• [Problem to solve]: Without including the images, transcribe each record precisely as it appears below.

• [Entries shown]:
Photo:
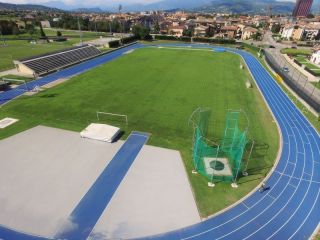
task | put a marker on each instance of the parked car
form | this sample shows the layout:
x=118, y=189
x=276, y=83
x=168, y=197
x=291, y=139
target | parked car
x=285, y=69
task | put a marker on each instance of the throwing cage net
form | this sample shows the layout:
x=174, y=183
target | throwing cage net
x=218, y=161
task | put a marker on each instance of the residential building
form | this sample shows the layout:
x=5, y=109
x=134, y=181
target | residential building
x=302, y=8
x=248, y=33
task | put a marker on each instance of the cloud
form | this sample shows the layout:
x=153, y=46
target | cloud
x=93, y=2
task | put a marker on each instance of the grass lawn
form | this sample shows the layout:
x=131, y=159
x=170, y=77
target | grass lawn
x=159, y=89
x=317, y=84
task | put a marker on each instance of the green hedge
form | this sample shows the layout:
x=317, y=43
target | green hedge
x=129, y=39
x=165, y=37
x=215, y=41
x=312, y=72
x=114, y=44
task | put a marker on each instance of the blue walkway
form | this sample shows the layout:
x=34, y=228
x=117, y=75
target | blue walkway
x=88, y=211
x=291, y=209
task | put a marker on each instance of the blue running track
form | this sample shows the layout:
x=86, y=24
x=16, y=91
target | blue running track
x=291, y=208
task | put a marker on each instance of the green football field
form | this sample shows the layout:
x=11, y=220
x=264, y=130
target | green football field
x=159, y=89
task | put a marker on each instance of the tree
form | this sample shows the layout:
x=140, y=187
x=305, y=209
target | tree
x=156, y=27
x=187, y=32
x=275, y=28
x=15, y=30
x=31, y=30
x=310, y=15
x=42, y=33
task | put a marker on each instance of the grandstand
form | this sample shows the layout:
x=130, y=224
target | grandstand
x=43, y=64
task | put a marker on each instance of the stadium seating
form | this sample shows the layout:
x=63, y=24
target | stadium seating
x=51, y=62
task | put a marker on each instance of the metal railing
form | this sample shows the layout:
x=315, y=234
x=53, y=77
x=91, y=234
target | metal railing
x=295, y=80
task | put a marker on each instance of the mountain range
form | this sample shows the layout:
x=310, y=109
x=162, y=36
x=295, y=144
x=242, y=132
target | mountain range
x=227, y=6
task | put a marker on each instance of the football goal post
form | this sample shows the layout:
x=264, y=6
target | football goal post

• [Answer box]:
Photo:
task | put a marker on each instance of the parked car
form | this sample shows the layout:
x=118, y=189
x=276, y=83
x=168, y=197
x=291, y=139
target | parked car
x=285, y=69
task | put a marker on each instance of the throwing cage net
form | this sample shows the layout:
x=174, y=183
target | throwing cage net
x=218, y=161
task | put a marker on each instance of the residential building
form | this sample shows the layout:
x=5, y=109
x=134, y=181
target | residential building
x=302, y=8
x=248, y=33
task | put a marker on each instance of the cloud
form | this sample shows the layout:
x=153, y=46
target | cloud
x=93, y=2
task | put a marker on each instance of the grass lawn
form | this sample shows the layout:
x=131, y=159
x=170, y=77
target | grass lawn
x=159, y=89
x=317, y=84
task | put a marker on each instance of the green hedge
form | this sample shows the layout:
x=317, y=43
target | green hedge
x=129, y=39
x=165, y=37
x=215, y=41
x=312, y=72
x=114, y=44
task | put a marker on each instance of the blue walkway
form | this sample shows the layout:
x=34, y=228
x=117, y=75
target | blue walkway
x=88, y=211
x=291, y=209
task | put a marker on each instance of the blue running track
form | this sample shows the layout:
x=86, y=24
x=16, y=91
target | blue running track
x=291, y=208
task | put a marker on each instance of the green football field
form | this sample shows the layout:
x=11, y=220
x=264, y=130
target | green football field
x=159, y=89
task | put a marker on each instance of the tree
form | this sample shows the layout:
x=140, y=187
x=305, y=209
target | tree
x=156, y=27
x=187, y=32
x=275, y=28
x=15, y=30
x=31, y=30
x=310, y=15
x=42, y=33
task | put a marker on each instance of the grandstand
form | this sample shows the layout:
x=130, y=224
target | grandstand
x=43, y=64
task | put a marker on each instance of the stadium seating
form | this sample shows the layout:
x=63, y=24
target | stadium seating
x=51, y=62
task | put a marker on each instance of the metal railing
form | this sample shows the layout:
x=315, y=234
x=53, y=77
x=91, y=234
target | metal railing
x=295, y=80
task | put a marker on each instance of the mountain range
form | this sample shows the layout:
x=310, y=109
x=162, y=36
x=295, y=144
x=242, y=132
target | mountain range
x=227, y=6
task | put a marker on each instance of the football goal post
form | this sample shows the layout:
x=264, y=6
target | football goal post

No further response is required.